**WORK ORDER**: Write the next part of the background text on Graves' disease and pregnancy, picking up after its final sentence.

Background

Graves’ disease (GD) and Hashimoto’s thyroiditis (HT) are autoimmune disorders, that may affect around 2% of the population [1]. GD occurs more frequently in women, smokers, patients suffering from other autoimmune diseases and those with a positive family history for thyroid autoimmunity [2]. GD is the most common cause of hyperthyroidism in women of reproductive age. It occurs before and during pregnancy in 0.4–1% and 0.2–0.4% of the cases, respectively [3, 4]. According to a recent review by Chin et al. in approximately 40% of the cases GD is accompanied by thyroid associated orbitopathy (TAO) [5]. In 5%, deterioration of visual acuity may occur [6]. In mild cases local therapy such as artificial tears, ointments, sunglasses and higher pillows at night are sufficient. Severe cases require systemic immunosuppressive therapy, usually with high dose corticosteroids [7]. Additional options are retrobulbar irradiation and orbital wall decompression surgery [8]. During pregnancy the therapeutic options are limited.

The majority of autoimmune diseases tend to improve during gestation due to the state of enhanced immune tolerance. Thyroid autoimmune diseases, multiple sclerosis and rheumatoid arthritis show improvement during pregnancy [9, 10]. There are a few exceptions; SLE and type 1 diabetes deteriorate [11].

In GD, humoral immune response predominates. Stimulating antibodies against the TSH receptor (TRAb) result in the clinical manifestations of the disease, including hyperthyroidism, goiter, orbitopathy and dermopathy [12]. The development or exacerbation of GD in pregnancy is rare and spontaneous improvement in the second trimester is typical. This is accompanied by the decrease of stimulating TRAbs [13, 14]. Relapse is often observed between 4 and 8 months after delivery. In this period, the enhanced immune tolerance ceases, resulting in elevated levels of TRAbs [14].

**INFORMATION GIVEN**:
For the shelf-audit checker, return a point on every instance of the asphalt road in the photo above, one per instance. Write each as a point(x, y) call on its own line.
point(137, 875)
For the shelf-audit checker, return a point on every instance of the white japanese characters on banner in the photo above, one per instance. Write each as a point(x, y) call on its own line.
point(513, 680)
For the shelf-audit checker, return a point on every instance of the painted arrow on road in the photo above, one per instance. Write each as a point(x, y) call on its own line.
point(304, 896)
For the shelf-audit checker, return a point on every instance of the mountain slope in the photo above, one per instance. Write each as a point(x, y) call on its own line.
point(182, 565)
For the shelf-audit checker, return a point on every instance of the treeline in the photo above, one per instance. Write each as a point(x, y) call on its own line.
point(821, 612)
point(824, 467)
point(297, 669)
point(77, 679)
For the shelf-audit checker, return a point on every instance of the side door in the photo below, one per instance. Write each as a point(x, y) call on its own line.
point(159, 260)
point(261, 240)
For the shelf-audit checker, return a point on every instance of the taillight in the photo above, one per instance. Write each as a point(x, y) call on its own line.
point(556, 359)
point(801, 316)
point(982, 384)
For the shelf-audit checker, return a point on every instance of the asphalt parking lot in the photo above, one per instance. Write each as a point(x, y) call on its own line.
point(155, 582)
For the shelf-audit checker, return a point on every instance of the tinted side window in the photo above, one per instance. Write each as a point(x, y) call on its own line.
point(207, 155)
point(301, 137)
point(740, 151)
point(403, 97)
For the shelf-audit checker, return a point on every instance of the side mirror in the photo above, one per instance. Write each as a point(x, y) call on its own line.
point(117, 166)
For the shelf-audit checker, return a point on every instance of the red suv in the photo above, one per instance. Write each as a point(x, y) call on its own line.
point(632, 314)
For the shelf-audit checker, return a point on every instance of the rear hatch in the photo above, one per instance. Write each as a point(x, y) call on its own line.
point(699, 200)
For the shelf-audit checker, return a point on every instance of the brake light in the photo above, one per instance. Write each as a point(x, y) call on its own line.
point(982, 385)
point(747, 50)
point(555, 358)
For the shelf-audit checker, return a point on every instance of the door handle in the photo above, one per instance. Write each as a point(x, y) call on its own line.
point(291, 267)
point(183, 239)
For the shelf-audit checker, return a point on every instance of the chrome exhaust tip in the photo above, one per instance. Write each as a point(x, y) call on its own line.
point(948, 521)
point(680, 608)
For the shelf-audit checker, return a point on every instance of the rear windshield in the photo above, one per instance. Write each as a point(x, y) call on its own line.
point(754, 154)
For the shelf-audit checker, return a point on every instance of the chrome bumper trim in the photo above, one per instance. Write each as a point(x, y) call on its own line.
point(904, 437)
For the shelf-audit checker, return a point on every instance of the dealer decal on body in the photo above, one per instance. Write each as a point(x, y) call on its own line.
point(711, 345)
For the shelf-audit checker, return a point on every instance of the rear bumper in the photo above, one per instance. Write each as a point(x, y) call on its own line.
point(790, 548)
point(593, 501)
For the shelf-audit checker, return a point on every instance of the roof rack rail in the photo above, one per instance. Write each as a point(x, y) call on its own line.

**OUTPUT**:
Here we present a case of GD with TAO, which developed in the second trimester of pregnancy.

Case presentation

A 19-year-old pregnant woman has been referred to our department during her 3rd pregnancy for GD and new-onset TAO. Hyperthyroidism was diagnosed by her primary care physician at week 20 of pregnancy. Her laboratory results were: TSH 0.01 mU/L, FT4: 78,4 pmol/L (reference range: 12–22 pmol/L), FT3: 37.4 pmol/L (reference range: 3.1–6.8 pmol/L). For unknown reasons, she showed up three months later, at week 33 of pregnancy, with untreated hyperthyroidism. She did not report any other disease. She has had no history of thyroid disease and no pre-pregnancy TSH values were available. The two previous pregnancies conceived naturally and were completed by cesarean section due to cephalopelvic disproportion. She smoked 20 cigarettes daily during pregnancy and failed to quit smoking in spite of repeated counseling.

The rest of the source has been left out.